* Exercise instructions:
Set down the material once more, exactly as it appears.

* Given data:
---
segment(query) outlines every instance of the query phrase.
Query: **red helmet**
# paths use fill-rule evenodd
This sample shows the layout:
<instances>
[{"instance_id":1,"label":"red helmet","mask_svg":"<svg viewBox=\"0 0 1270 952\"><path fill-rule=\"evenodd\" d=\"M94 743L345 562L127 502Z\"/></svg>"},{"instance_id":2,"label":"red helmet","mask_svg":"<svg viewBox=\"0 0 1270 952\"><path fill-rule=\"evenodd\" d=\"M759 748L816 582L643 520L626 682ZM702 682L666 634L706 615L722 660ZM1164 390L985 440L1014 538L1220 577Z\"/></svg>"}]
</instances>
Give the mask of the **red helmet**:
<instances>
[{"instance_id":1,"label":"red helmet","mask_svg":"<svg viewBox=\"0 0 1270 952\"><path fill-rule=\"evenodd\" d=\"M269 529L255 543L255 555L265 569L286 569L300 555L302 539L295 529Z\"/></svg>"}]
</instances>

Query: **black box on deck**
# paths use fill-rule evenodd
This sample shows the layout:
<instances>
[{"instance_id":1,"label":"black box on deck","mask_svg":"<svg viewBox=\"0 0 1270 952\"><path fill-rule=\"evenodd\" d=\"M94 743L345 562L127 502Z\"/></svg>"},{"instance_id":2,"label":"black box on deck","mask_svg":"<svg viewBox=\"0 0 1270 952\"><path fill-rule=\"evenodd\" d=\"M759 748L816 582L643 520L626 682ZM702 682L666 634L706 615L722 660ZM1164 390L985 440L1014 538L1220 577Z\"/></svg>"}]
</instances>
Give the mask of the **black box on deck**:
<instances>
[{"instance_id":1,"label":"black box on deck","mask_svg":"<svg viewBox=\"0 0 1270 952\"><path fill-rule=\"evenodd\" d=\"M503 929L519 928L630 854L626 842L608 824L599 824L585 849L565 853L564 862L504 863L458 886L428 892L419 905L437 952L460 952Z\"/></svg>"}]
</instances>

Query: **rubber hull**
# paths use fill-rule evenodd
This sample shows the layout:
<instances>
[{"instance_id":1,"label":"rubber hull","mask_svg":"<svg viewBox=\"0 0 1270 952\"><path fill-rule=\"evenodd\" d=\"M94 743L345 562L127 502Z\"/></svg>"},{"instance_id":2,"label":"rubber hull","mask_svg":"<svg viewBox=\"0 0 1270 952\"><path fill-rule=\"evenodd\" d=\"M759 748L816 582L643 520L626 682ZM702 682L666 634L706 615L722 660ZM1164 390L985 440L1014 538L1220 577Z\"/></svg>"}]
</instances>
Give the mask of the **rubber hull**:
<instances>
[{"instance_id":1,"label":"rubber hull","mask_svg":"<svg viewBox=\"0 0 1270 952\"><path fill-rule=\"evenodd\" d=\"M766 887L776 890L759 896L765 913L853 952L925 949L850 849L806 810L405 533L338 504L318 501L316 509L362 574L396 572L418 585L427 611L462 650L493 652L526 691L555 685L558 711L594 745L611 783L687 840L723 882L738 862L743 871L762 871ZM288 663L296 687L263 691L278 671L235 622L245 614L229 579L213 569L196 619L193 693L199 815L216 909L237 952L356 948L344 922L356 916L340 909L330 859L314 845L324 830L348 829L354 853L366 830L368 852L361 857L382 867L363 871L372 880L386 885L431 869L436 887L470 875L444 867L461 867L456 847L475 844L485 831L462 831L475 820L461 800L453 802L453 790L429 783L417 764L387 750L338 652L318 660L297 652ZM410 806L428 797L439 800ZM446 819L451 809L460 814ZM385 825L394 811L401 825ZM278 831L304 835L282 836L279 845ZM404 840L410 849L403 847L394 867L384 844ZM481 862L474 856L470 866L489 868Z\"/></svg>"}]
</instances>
---
* Written answer:
segment(query) outlines every instance of the query phrase.
Query: **red helmet**
# paths use fill-rule evenodd
This sample shows the layout:
<instances>
[{"instance_id":1,"label":"red helmet","mask_svg":"<svg viewBox=\"0 0 1270 952\"><path fill-rule=\"evenodd\" d=\"M94 743L345 562L127 502Z\"/></svg>"},{"instance_id":2,"label":"red helmet","mask_svg":"<svg viewBox=\"0 0 1270 952\"><path fill-rule=\"evenodd\" d=\"M759 748L816 582L643 520L626 682ZM702 682L666 634L706 615L722 660ZM1164 390L985 440L1014 538L1220 577Z\"/></svg>"}]
</instances>
Give the mask of the **red helmet**:
<instances>
[{"instance_id":1,"label":"red helmet","mask_svg":"<svg viewBox=\"0 0 1270 952\"><path fill-rule=\"evenodd\" d=\"M269 529L255 543L255 555L265 569L286 569L300 555L302 539L295 529Z\"/></svg>"}]
</instances>

Query: **black box on deck**
# paths use fill-rule evenodd
This sample shows the layout:
<instances>
[{"instance_id":1,"label":"black box on deck","mask_svg":"<svg viewBox=\"0 0 1270 952\"><path fill-rule=\"evenodd\" d=\"M94 743L345 562L127 502Z\"/></svg>"},{"instance_id":2,"label":"black box on deck","mask_svg":"<svg viewBox=\"0 0 1270 952\"><path fill-rule=\"evenodd\" d=\"M759 748L816 582L643 520L626 682ZM702 682L666 634L706 615L722 660ZM1164 390L985 440L1014 538L1220 577Z\"/></svg>"}]
</instances>
Give the mask of the **black box on deck**:
<instances>
[{"instance_id":1,"label":"black box on deck","mask_svg":"<svg viewBox=\"0 0 1270 952\"><path fill-rule=\"evenodd\" d=\"M503 929L519 928L630 854L626 842L608 824L599 824L585 849L565 853L564 862L504 863L458 886L428 892L419 905L437 952L460 952Z\"/></svg>"}]
</instances>

Query: **rubber hull**
# paths use fill-rule evenodd
This sample shows the layout:
<instances>
[{"instance_id":1,"label":"rubber hull","mask_svg":"<svg viewBox=\"0 0 1270 952\"><path fill-rule=\"evenodd\" d=\"M94 743L345 562L127 502Z\"/></svg>"},{"instance_id":2,"label":"rubber hull","mask_svg":"<svg viewBox=\"0 0 1270 952\"><path fill-rule=\"evenodd\" d=\"M759 748L816 582L643 520L626 682ZM702 682L666 634L706 615L722 660ZM1164 390L985 440L1014 538L1220 577Z\"/></svg>"}]
</instances>
Give the mask of the **rubber hull**:
<instances>
[{"instance_id":1,"label":"rubber hull","mask_svg":"<svg viewBox=\"0 0 1270 952\"><path fill-rule=\"evenodd\" d=\"M766 887L776 890L759 896L765 913L853 952L925 949L850 849L806 810L405 533L338 504L318 501L316 509L362 574L396 572L418 585L427 611L462 650L493 652L526 691L555 685L558 711L594 745L611 783L687 840L723 882L738 862L743 871L762 871ZM288 663L296 687L263 691L278 671L235 622L245 614L229 579L213 569L196 619L193 693L199 815L216 909L237 952L356 948L344 922L356 916L340 909L330 859L314 845L324 830L348 829L354 853L366 830L368 852L361 857L382 867L363 871L372 880L386 885L431 869L436 887L470 875L444 867L461 867L456 847L475 844L485 831L462 831L475 820L461 800L453 802L453 790L429 783L417 764L387 750L338 652L318 660L297 652ZM410 806L428 797L439 800ZM446 819L451 809L460 814ZM385 825L394 811L401 825ZM278 831L304 835L282 836L279 845ZM404 840L410 849L403 847L394 867L384 844ZM481 862L474 856L470 866L489 868Z\"/></svg>"}]
</instances>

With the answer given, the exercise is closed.